* _Exercise passage_
# # #

Crouch Communications, a branch of Crouch Environmental Services, developed a comprehensive communications plan, and a multi-step public awareness campaign was implemented through 2012. To kick off the communication initiative, Crouch Communications held a total of 11 outreach meetings in February 2010 – 4 meetings hosting the general public and 7 other meetings targeted towards various media, public officials, and interested stakeholder groups. Crouch Communications prepared a branding system, mass invitations of attendance, multiple collateral pieces, an online web presence (www.addicksandbarker.info), a social media presence, and a 20-minute video explaining the subjects of investigation and the associated risk. A follow-up large‑scale public meeting was held in subsequent months to provide an update to the interested public about the outcome and findings of the Addicks and Barker Dam Safety Modification Studies.

# # #

* _Data section_
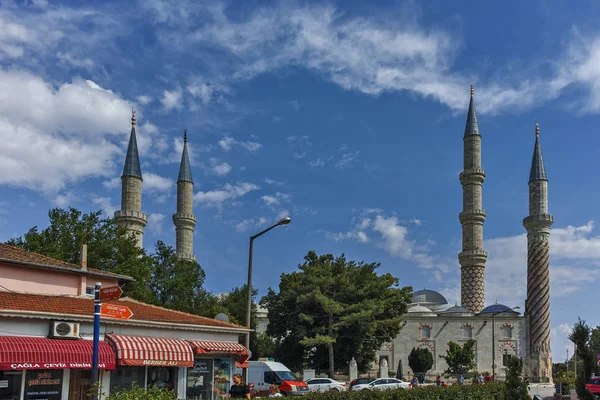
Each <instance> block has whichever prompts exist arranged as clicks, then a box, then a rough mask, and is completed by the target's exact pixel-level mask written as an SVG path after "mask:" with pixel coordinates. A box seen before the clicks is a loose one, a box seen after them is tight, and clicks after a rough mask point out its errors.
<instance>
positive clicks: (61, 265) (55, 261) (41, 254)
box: [0, 243, 133, 281]
mask: <svg viewBox="0 0 600 400" xmlns="http://www.w3.org/2000/svg"><path fill="white" fill-rule="evenodd" d="M0 261H6V262H16V263H25V264H31V265H33V266H37V267H42V268H50V269H61V270H65V269H66V270H73V271H74V272H75V271H76V272H77V273H80V274H81V273H83V274H85V273H87V274H89V275H106V276H113V277H115V278H117V279H121V280H127V281H131V280H133V278H131V277H129V276H125V275H118V274H113V273H111V272H106V271H102V270H99V269H96V268H88V269H87V272H86V271H84V270H82V269H81V267H80V266H79V265H77V264H71V263H68V262H64V261H60V260H57V259H55V258H51V257H47V256H44V255H42V254H38V253H34V252H32V251H27V250H24V249H21V248H18V247H14V246H10V245H7V244H3V243H0Z"/></svg>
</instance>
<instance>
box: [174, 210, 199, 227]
mask: <svg viewBox="0 0 600 400" xmlns="http://www.w3.org/2000/svg"><path fill="white" fill-rule="evenodd" d="M173 223H174V224H175V225H179V224H181V225H192V227H193V226H194V225H196V216H195V215H194V214H184V213H177V214H173Z"/></svg>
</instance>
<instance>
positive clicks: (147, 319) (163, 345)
mask: <svg viewBox="0 0 600 400" xmlns="http://www.w3.org/2000/svg"><path fill="white" fill-rule="evenodd" d="M131 280H132V278H130V277H128V276H123V275H116V274H111V273H107V272H104V271H100V270H96V269H92V268H86V262H85V260H83V262H82V265H75V264H70V263H65V262H62V261H59V260H55V259H52V258H49V257H46V256H42V255H40V254H36V253H31V252H28V251H25V250H22V249H18V248H15V247H12V246H8V245H3V244H0V400H41V399H48V400H84V399H88V396H87V391H88V390H89V382H90V378H91V361H92V338H93V310H94V299H93V293H94V284H95V283H96V282H100V283H101V284H102V287H104V288H106V287H111V286H118V285H119V284H122V283H126V282H128V281H131ZM103 304H105V305H113V306H126V307H128V308H129V309H130V310H131V312H132V313H133V316H132V317H131V318H130V319H127V320H121V319H115V318H110V317H105V316H103V317H102V320H101V330H100V331H101V333H100V338H101V342H100V348H99V367H100V368H101V373H100V383H101V386H102V391H103V392H104V393H109V392H110V389H111V388H113V387H115V386H118V387H130V386H131V385H132V384H133V383H134V382H136V383H137V384H139V385H140V386H142V387H149V386H151V385H156V386H158V387H168V388H171V389H173V390H175V391H176V393H177V397H178V398H179V399H193V400H199V399H214V398H218V396H219V395H221V394H223V393H227V391H228V389H229V386H230V385H231V375H232V373H233V371H234V369H235V367H236V363H239V362H242V363H243V362H244V361H245V360H246V359H247V357H248V351H247V350H246V349H245V348H244V347H243V346H242V345H241V344H239V343H238V338H239V336H240V335H241V334H243V333H245V332H247V331H248V330H247V328H245V327H242V326H239V325H236V324H232V323H229V322H224V321H220V320H216V319H212V318H206V317H200V316H197V315H192V314H187V313H184V312H179V311H174V310H168V309H165V308H162V307H157V306H153V305H150V304H145V303H142V302H139V301H136V300H134V299H132V298H127V297H125V298H120V299H118V300H113V301H108V302H103Z"/></svg>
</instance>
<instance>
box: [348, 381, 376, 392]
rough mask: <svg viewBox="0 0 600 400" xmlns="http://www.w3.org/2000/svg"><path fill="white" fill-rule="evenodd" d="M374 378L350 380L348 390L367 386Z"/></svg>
mask: <svg viewBox="0 0 600 400" xmlns="http://www.w3.org/2000/svg"><path fill="white" fill-rule="evenodd" d="M374 380H375V378H357V379H353V380H352V382H350V386H349V388H350V389H349V390H360V389H364V388H365V387H366V386H369V383H371V382H373V381H374Z"/></svg>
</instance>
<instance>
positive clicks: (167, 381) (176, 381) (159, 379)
mask: <svg viewBox="0 0 600 400" xmlns="http://www.w3.org/2000/svg"><path fill="white" fill-rule="evenodd" d="M178 369H179V368H177V367H148V382H147V386H146V387H153V386H156V387H157V388H159V389H169V390H174V389H175V386H176V382H177V370H178Z"/></svg>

# # #

* _Exercise goal_
Answer these questions using the text about the Addicks and Barker awareness campaign:
(a) How many outreach meetings did Crouch Communications hold in February 2010?
(b) How long was the video explaining the subjects of investigation and the associated risk?
(c) Through what year was the public awareness campaign implemented?
The material above is unrelated to the text about the Addicks and Barker awareness campaign.

* _Task result_
(a) 11 outreach meetings.
(b) 20 minutes.
(c) 2012.